DATA EXCERPTS.
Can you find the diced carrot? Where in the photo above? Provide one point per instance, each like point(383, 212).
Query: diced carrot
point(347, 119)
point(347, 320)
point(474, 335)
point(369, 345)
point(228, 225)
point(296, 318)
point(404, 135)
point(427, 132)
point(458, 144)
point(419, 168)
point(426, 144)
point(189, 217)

EXERCISE PROMPT.
With no word added or dropped, repeat the entire listing.

RESPONSE TO THIS EXERCISE.
Can you find the diced carrot? Where in the photo above? Provide one point per instance, each like point(383, 212).
Query: diced carrot
point(347, 119)
point(347, 320)
point(474, 335)
point(369, 345)
point(228, 225)
point(296, 318)
point(404, 135)
point(427, 132)
point(458, 144)
point(419, 168)
point(426, 144)
point(189, 217)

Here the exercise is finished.